**Problem to solve**
Search the data for the word "dark" and copy out every line that has it.

*** Source information ***

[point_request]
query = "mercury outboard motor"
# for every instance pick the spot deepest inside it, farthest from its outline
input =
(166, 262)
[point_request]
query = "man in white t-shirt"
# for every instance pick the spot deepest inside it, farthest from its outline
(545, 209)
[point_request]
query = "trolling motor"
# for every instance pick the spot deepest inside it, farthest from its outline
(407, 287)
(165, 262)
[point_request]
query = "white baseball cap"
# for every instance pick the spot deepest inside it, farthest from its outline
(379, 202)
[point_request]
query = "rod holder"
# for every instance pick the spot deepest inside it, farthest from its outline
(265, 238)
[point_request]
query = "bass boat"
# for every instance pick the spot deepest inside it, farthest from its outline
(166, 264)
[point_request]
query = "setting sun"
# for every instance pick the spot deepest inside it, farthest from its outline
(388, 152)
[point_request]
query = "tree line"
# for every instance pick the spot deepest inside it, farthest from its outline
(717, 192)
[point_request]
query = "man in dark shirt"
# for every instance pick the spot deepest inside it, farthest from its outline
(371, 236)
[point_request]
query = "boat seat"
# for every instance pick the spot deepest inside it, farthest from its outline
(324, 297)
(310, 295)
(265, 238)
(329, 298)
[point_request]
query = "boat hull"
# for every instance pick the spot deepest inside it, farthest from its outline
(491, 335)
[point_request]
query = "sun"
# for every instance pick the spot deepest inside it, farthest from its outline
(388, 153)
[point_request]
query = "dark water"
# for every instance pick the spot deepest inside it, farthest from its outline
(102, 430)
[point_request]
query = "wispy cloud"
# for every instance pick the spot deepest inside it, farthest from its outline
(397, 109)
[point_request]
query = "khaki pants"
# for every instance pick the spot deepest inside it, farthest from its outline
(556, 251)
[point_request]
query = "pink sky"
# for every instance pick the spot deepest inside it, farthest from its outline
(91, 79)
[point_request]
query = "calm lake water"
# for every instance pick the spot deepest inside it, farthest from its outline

*** End of Source information ***

**Output for this exercise**
query = "man in dark shirt"
query = "dark water"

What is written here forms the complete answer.